# SELECTED EXCERPT:
J.Crew receives early tenders for 93.6% of notes, extends deadline

New York, June 26 – J.Crew Group, Inc. said it received early tenders for $530,472,449, or 93.6%, of the $566.5 million of 7¾%/8½% senior PIK toggle notes due 2019 issued by Chinos Intermediate Holdings A, Inc.

The response does not include a further 6% of the outstanding notes which may be withheld from the exchange offer under the terms of the June 12 restructuring support agreement.

If these further notes are tendered, the response rate will be 99.6%, enough to satisfy the minimum tender condition of a 95% response, according to a news release.

J.Crew said it is extending the early tender deadline to 11:59 p.m. ET on July 10 from 5 p.m. ET on June 23.

The new deadline matches the expiration of the offer so that all holders who participate will receive the total consideration.

Because the withdrawal deadline has now passed, tendered notes may not be withdrawn.

As announced on June 12, the private exchange offer is being held by J.Crew Brand, LLC and J.Crew Brand Corp., both indirect wholly owned subsidiaries of J.Crew, and Chinos Holdings, Inc., the ultimate parent of J.Crew.

Holders are being offered:

• Up to $250 million of 13% senior secured notes due Sept. 15, 2021 to be issued by J.Crew Brand, LLC and J.Crew Brand Corp.;

• Up to $190 million of Chinos Holdings’ 7% non-convertible perpetual preferred stock, series A; and

• Up to 15% of Chinos Holdings’ class A common stock.

# MATERIAL PROVIDED:
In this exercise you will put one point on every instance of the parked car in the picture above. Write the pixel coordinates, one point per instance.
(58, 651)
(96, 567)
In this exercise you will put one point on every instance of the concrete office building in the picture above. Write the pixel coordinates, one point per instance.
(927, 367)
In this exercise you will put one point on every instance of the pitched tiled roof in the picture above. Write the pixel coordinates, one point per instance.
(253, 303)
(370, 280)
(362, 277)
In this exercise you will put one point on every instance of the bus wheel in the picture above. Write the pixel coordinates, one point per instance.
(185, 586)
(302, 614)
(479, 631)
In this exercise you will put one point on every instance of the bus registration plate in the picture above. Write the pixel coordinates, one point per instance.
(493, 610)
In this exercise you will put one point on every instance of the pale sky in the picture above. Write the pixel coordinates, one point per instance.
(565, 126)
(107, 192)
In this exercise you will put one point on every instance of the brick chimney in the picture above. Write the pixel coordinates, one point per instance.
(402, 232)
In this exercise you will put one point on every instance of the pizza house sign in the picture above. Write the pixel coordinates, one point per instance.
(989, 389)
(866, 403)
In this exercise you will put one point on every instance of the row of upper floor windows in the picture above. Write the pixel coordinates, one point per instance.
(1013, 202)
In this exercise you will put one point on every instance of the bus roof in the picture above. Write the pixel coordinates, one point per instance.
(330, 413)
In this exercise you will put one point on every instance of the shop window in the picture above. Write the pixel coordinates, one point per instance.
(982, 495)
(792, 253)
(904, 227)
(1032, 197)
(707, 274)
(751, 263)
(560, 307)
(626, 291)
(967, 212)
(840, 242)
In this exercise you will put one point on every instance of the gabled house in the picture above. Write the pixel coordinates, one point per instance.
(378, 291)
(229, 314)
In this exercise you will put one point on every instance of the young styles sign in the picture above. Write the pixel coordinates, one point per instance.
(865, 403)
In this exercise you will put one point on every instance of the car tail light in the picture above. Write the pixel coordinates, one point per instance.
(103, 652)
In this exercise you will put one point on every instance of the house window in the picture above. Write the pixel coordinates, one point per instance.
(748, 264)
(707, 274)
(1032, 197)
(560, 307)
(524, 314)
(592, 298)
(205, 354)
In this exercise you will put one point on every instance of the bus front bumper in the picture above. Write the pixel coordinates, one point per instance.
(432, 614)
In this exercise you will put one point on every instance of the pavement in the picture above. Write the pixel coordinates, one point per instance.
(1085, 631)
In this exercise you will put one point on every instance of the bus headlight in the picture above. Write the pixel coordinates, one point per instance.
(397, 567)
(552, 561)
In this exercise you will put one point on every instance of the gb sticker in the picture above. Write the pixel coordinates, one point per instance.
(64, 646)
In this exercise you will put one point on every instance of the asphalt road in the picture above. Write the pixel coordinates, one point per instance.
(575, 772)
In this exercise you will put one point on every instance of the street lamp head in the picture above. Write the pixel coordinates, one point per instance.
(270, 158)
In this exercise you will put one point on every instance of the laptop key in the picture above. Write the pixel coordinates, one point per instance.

# PROBLEMS:
a – According to the J.Crew release, to what date and time is the early tender deadline extended?
b – Display each line of the listing that contains the string "sign".
The listing has no connection to the J.Crew release.

# EXPECTED RESULTS:
a – 11:59 p.m. ET on July 10

b –
In this exercise you will put one point on every instance of the pizza house sign in the picture above. Write the pixel coordinates, one point per instance.
In this exercise you will put one point on every instance of the young styles sign in the picture above. Write the pixel coordinates, one point per instance.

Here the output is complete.